Exercise goal →
An acceptable response holds only the line containing "Phrase: blue jeans" and every line after it to the end of the records, each reproduced exactly.

*** Opening Dataset excerpts ***

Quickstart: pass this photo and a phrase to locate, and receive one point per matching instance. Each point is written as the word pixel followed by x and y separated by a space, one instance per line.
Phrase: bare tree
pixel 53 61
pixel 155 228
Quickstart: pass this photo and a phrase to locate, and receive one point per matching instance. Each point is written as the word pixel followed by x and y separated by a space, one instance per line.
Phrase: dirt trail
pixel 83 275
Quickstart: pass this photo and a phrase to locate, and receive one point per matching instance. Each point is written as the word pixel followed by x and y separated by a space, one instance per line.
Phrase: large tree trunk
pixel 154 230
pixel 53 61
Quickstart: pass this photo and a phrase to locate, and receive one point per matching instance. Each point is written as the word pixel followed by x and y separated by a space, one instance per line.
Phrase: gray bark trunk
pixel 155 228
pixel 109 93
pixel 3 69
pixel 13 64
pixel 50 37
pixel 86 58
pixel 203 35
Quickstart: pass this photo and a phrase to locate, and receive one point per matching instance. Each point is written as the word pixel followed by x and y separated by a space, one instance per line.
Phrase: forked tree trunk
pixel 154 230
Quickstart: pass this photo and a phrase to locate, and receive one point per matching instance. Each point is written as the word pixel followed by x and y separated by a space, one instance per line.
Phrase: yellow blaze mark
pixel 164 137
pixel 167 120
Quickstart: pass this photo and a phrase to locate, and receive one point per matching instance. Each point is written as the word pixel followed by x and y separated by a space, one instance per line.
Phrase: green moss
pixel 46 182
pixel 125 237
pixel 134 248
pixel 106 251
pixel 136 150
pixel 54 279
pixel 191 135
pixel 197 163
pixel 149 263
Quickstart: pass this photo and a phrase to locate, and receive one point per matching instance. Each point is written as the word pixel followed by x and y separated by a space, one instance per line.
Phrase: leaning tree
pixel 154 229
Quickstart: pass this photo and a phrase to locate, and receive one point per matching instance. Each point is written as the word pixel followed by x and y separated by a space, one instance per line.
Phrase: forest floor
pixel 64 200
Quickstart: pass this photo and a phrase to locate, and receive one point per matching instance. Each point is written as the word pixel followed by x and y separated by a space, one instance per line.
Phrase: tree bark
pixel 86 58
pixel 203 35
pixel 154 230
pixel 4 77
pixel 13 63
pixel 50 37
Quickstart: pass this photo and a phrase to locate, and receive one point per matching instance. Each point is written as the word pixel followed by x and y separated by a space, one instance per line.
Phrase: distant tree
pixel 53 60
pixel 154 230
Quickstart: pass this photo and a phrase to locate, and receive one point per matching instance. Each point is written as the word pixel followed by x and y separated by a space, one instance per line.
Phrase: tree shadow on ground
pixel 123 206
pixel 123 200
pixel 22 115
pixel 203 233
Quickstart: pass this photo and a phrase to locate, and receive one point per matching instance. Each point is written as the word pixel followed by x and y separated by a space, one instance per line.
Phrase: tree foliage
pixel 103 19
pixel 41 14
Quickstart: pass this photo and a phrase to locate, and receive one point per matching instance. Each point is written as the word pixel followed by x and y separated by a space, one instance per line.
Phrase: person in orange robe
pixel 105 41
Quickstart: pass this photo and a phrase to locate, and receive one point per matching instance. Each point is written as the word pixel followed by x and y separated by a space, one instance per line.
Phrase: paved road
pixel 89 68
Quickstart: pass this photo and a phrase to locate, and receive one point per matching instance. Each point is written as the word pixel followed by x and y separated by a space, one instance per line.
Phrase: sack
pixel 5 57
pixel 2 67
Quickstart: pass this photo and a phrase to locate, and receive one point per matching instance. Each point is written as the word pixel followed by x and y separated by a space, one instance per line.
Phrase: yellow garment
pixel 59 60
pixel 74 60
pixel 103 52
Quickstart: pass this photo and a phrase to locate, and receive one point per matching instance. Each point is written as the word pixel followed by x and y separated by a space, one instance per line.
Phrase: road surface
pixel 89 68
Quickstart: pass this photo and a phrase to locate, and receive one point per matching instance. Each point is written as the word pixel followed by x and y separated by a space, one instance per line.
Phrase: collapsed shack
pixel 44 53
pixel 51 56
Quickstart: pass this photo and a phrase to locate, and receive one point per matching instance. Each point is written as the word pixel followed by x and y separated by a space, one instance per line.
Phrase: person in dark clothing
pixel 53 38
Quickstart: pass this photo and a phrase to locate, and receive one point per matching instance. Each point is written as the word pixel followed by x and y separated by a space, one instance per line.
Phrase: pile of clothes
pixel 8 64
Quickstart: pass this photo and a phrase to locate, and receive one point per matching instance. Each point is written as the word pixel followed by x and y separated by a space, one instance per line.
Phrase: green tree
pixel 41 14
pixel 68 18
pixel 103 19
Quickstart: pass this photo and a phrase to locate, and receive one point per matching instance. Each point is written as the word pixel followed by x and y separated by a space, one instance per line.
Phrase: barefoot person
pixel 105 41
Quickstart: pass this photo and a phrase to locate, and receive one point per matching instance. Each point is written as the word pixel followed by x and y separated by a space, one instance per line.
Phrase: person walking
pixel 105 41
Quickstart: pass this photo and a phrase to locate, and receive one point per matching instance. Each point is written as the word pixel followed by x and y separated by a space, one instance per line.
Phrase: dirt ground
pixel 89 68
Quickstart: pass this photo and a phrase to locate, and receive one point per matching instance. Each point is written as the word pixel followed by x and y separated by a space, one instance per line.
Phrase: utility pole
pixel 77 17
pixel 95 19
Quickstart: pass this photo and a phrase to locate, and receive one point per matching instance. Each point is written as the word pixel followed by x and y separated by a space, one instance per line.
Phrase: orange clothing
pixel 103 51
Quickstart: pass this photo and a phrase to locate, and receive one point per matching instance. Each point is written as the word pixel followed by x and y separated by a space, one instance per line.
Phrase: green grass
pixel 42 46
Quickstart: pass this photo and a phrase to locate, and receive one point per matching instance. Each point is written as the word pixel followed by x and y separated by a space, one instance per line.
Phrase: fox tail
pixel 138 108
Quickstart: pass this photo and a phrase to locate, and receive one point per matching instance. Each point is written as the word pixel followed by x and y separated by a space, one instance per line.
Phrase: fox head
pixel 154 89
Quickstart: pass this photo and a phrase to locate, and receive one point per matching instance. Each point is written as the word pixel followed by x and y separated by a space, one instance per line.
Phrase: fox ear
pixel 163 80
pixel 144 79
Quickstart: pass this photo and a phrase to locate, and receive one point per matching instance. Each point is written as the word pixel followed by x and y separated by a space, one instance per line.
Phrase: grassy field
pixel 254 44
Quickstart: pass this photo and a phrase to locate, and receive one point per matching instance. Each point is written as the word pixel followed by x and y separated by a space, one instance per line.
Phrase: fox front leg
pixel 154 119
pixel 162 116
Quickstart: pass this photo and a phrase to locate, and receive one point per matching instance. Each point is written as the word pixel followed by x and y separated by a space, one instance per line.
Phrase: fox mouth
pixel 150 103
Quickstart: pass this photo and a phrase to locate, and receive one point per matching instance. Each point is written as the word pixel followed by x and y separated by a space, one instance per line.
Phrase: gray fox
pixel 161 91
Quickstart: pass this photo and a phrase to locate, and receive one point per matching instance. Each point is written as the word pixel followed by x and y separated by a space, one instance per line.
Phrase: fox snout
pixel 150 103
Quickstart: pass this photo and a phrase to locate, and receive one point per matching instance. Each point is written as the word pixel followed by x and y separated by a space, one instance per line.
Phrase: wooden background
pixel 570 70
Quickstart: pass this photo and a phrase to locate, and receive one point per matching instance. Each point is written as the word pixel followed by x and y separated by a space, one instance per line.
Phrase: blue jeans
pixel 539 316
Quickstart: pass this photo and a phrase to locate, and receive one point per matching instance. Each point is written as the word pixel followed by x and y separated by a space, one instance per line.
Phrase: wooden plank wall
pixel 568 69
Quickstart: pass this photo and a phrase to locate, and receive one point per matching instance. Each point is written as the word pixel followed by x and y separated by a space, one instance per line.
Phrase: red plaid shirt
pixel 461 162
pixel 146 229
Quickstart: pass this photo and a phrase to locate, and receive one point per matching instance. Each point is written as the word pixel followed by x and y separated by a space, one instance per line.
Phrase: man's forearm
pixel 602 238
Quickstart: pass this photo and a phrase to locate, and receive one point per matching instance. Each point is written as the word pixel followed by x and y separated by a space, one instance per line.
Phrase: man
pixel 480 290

*** Closing Dataset excerpts ***

Written reply →
Phrase: blue jeans
pixel 539 316
Quickstart: pass this photo and a phrase to locate, and receive one point per matching instance. Each point is written as the word pixel followed by x and y separated by a space, one instance per line.
Phrase: wooden plank wall
pixel 568 69
Quickstart: pass this photo and a phrase to locate, and receive one point per matching instance. Each point is written as the word pixel followed by x and y separated by a space, one instance per line.
Phrase: red plaid shirt
pixel 461 162
pixel 146 229
Quickstart: pass this photo and a phrase to locate, and receive one point per matching instance. Each point is written as the word pixel followed by x and y separated by a space, one instance per line.
Phrase: man's forearm
pixel 602 238
Quickstart: pass this photo and a phrase to locate, and receive one point per matching instance. Each point is written as the word pixel followed by x and y separated by a space, one instance per line.
Phrase: man
pixel 480 290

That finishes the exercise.